## Document excerpt
================

Removing duplicate records in a file based on single column explanation


 
Thread Tools Search this Thread
Top Forums Shell Programming and Scripting Removing duplicate records in a file based on single column explanation
# 1  
Old 03-18-2012
Removing duplicate records in a file based on single column explanation

I was reading this thread. It looks like a simpler way to say this is to only keep uniq lines based on field or column 1.

https://www.unix.com/shell-programmin...le-column.html

Can someone explain this command please? How are there no errors from using the same filename twice?

Code:
awk -F"," 'NR == FNR {  cnt[$1] ++} NR != FNR {  if (cnt[$1] == 1) print $0 }' filer.txt filer.txt

# 2  
Old 03-18-2012
When NR==FNR , awk is reading the file for the first time and then it sets the counter. At the second pass (when NR > FNR) it prints only those records with a unique field 1. The command could be shortened to:
Code:
awk -F, 'NR==FNR{C[$1]++; next} C[$1]==1' infile infile

Why would there be errors reading the same file twice? After awk is done reading the file the first time it closes it and then reopens it.

================

## Request
Retype everything in the forum thread on removing duplicate records from "Thread Tools Search" down to "or column 1.".

## Supplied data

================

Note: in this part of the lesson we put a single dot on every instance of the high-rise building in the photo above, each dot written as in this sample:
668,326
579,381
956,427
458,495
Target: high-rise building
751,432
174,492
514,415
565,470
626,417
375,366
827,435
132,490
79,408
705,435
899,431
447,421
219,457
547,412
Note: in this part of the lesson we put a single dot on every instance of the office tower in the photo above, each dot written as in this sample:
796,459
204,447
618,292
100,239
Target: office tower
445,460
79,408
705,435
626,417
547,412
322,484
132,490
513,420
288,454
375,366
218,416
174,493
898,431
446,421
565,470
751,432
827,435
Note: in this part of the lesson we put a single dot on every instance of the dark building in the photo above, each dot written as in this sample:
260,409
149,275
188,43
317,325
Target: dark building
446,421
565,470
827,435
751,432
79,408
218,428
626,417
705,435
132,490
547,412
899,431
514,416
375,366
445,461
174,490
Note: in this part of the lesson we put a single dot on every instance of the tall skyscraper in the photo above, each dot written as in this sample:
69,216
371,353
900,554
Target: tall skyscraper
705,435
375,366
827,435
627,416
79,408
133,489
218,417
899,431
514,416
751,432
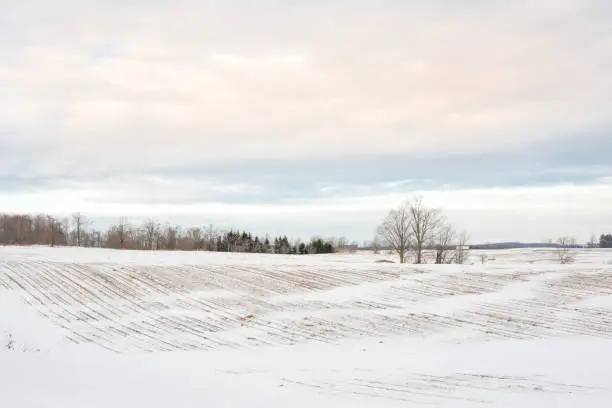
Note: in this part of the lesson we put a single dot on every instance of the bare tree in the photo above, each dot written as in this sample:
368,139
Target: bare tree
443,244
396,231
462,250
423,221
79,222
376,245
563,251
593,242
150,230
194,235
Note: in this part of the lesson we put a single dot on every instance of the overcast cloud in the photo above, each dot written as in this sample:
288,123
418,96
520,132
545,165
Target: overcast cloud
310,117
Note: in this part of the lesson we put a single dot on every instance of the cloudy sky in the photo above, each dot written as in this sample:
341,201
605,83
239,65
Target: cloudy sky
311,117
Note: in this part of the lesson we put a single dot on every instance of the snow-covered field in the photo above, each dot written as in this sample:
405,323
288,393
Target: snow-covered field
102,328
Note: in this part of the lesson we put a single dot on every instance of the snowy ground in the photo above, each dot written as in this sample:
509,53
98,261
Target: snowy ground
100,328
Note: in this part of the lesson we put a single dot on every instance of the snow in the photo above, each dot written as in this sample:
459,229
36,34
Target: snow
103,328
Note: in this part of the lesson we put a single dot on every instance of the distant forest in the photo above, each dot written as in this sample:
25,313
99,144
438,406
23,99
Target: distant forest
25,229
77,230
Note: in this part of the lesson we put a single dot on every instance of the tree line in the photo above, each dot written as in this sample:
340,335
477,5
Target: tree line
26,229
414,229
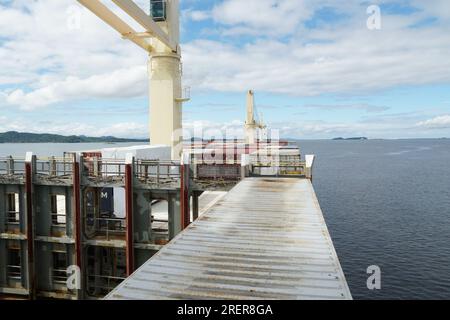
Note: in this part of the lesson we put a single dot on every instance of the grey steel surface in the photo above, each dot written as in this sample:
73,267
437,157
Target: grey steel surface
266,239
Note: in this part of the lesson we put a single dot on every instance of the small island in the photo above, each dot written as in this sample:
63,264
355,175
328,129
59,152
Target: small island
352,138
25,137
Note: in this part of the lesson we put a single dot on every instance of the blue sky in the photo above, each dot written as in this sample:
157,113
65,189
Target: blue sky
317,70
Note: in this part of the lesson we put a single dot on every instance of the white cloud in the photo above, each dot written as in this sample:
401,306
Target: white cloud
440,122
117,84
44,62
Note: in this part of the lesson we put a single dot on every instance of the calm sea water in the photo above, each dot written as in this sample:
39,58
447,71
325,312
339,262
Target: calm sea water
386,203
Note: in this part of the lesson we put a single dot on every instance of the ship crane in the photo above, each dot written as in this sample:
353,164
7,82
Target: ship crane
161,40
252,125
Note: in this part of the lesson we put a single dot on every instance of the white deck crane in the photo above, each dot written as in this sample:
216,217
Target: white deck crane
161,40
251,124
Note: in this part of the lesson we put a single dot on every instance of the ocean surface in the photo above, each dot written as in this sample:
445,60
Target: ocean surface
386,203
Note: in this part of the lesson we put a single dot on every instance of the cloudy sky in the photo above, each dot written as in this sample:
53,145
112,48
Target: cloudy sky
317,69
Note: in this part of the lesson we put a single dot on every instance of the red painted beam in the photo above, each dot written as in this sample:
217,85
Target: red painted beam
185,206
77,211
129,217
30,231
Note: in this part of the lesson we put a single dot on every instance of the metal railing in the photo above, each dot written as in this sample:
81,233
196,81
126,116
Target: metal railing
104,283
14,272
59,276
110,227
12,217
158,171
12,166
59,220
54,167
294,168
102,168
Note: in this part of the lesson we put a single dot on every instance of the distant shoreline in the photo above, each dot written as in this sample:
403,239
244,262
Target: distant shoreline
25,137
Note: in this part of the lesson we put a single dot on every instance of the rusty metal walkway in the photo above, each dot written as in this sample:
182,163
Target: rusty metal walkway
266,239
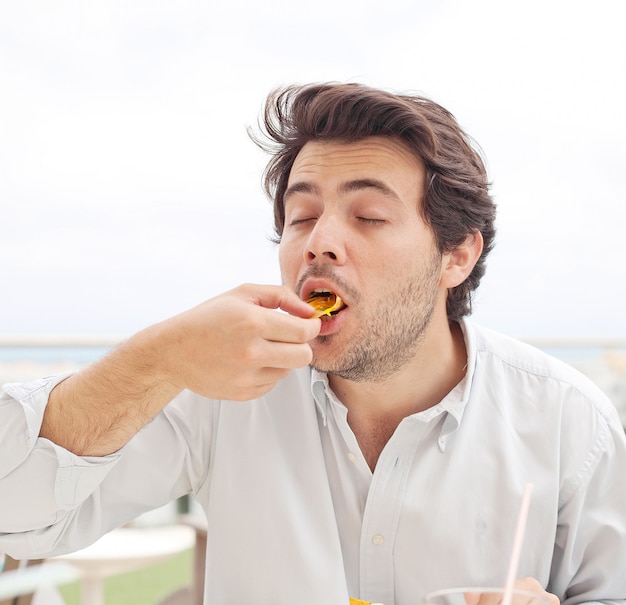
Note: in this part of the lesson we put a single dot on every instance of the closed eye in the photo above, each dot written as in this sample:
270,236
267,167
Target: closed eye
299,221
371,221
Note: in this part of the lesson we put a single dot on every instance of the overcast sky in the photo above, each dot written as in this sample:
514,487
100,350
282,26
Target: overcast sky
130,191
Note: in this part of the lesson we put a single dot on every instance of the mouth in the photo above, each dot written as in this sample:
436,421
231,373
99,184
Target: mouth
325,303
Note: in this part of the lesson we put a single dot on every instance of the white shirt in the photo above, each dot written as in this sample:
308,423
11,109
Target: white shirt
295,515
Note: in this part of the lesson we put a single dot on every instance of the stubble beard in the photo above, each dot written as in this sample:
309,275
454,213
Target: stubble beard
390,338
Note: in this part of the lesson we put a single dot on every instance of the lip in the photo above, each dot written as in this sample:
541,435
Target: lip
319,284
329,324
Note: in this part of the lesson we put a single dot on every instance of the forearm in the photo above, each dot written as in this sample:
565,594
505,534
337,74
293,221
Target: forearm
98,410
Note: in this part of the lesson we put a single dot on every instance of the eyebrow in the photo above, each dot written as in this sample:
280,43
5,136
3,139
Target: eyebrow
345,187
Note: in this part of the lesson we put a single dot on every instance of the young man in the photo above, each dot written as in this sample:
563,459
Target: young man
393,466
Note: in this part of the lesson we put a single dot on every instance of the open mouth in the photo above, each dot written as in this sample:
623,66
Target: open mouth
325,303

================

## Exercise answer
Thread Tools Search this Thread
Top Forums Shell Programming and Scripting Removing duplicate records in a file based on single column explanation
# 1  
Old 03-18-2012
Removing duplicate records in a file based on single column explanation

I was reading this thread. It looks like a simpler way to say this is to only keep uniq lines based on field or column 1.